#### [Document excerpt]

--- begin ---

It is therefore an object of the present invention to provide a pitch
post-filter and method which utilizes future and past information for at
least some of the subframes.
In accordance with a preferred embodiment of the present invention, the
pitch post-filter receives a frame of synthesized speech and, for each
subframe of the frame of synthesized speech, produces a signal which is a
function of the subframe and of windows of earlier and later synthesized
speech. Each window is utilized only when it provides an acceptable match
to the subframe.
Specifically, in accordance with a preferred embodiment of the present
invention, the pitch post-filter matches a window of earlier synthesized
speech to the subframe and then accepts the matched window of earlier
synthesized speech only if the error between the subframe and a weighted
version of the window is small. If there is enough later synthesized
speech, the pitch post-filter also matches a window of later synthesized
speech and accepts it if its error is low. The output signal is then a
function of the subframe and the windows of earlier and later synthesized
speech, if they have been accepted.
Furthermore, in accordance with a preferred embodiment of the present
invention, the matching involves determining an earlier and later gain for
the windows of earlier and later synthesized speech, respectively.

--- end ---

#### [Information supplied]
--- begin ---

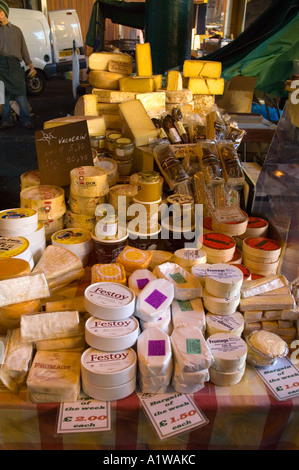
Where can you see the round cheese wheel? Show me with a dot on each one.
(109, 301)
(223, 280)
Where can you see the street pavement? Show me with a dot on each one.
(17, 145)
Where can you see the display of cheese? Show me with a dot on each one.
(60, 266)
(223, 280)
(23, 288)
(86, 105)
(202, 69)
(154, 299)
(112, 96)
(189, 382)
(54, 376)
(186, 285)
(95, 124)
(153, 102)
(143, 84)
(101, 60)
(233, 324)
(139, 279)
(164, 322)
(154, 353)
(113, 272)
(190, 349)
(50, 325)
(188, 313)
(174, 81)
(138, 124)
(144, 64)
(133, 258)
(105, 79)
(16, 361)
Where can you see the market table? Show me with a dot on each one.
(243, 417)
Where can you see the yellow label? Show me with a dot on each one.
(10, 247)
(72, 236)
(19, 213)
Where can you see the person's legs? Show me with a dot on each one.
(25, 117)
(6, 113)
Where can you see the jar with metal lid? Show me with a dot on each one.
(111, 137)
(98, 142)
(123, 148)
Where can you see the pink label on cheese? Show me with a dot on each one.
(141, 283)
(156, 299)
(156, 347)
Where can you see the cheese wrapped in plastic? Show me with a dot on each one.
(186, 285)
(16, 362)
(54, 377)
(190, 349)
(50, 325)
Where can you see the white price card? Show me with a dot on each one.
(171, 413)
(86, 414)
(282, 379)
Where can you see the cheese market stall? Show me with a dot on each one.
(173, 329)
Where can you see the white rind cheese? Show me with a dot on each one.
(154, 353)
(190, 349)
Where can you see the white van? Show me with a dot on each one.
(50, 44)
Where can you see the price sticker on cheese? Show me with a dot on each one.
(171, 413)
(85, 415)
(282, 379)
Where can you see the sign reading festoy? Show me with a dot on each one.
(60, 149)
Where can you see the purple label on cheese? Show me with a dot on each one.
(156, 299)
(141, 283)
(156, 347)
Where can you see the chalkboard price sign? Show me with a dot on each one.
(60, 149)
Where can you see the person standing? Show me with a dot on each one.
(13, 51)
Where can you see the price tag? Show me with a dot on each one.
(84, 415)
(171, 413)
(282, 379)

--- end ---
--- begin ---

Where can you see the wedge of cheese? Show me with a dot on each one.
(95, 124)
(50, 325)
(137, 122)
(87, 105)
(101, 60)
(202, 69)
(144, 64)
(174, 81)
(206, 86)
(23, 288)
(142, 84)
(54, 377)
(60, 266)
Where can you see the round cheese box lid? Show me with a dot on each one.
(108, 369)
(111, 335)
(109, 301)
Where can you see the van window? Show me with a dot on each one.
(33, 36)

--- end ---

#### [Task 1]
In the pitch post-filter excerpt, what is the stretch from "Furthermore, in accordance" through "synthesized speech, respectively."? Set it down word for word.
#### [Task 2]
Carry the pitch post-filter excerpt forward from its last sentence.

#### [Task response 1]
Furthermore, in accordance with a preferred embodiment of the present
invention, the matching involves determining an earlier and later gain for
the windows of earlier and later synthesized speech, respectively.

#### [Task response 2]
Still further, in accordance with a preferred embodiment of the present
invention, the function for the output signal is the sum of the subframe,
the earlier window of synthesized speech weighted by the earlier gain and
a first enabling weight, and the later window of synthesized speech
weighted by the later gain and a second enabling weight.
Finally, in accordance with a preferred embodiment of the present
invention, the first and second enabling weights depend on the results of
the steps of accepting.
BRIEF DESCRIPTION OF THE DRAWINGS
The present invention will be understood and appreciated more fully from
the following detailed description taken in conjunction with the drawings
in which:
FIG. 1 is a block diagram illustration of a system having the pitch
post-filter of the present invention;
FIG. 2 is a schematic illustration useful in understanding the pitch
post-filter of FIG. 1; and
FIG. 3 (sheets 3/1, 3/2 and 3/3) is a flow chart illustration of the
operations of the pitch post-filter of FIG. 1.
DETAILED DESCRIPTION OF A PREFERRED EMBODIMENT
Reference is now made to FIGS. 1, 2 and 3 which are helpful in
understanding the operation of the pitch post-filter of the present
invention.
As shown in FIG. 1, the pitch post-filter, labeled 10, of the present
invention receives frames of synthesized speech from a synthesis filter
12, such as a linear prediction coefficient (LPC) synthesis filter. The
pitch post-filter 10 also receives the value of the pitch which was
received from the speech encoder. The pitch post-filter 10 does not have
to be the first post-filter; it can also received post-filtered
synthesized speech frames.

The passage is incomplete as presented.